Reproduce every line of the records below, requests included, multiplying each x and y coordinate in the answer points by 0.9 and rounding to whole numbers, with halves rounded up.

- SUPPLIED RECORDS:
_ _ _

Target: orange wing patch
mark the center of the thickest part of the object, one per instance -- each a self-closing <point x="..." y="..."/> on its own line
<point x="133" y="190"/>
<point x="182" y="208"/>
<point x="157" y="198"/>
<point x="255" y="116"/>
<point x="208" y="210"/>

_ _ _

- TASK ANSWER:
Target: orange wing patch
mark the center of the thickest part of the object, one per instance -- each a self-closing <point x="..." y="..."/> on its own line
<point x="120" y="171"/>
<point x="164" y="187"/>
<point x="141" y="178"/>
<point x="230" y="104"/>
<point x="187" y="189"/>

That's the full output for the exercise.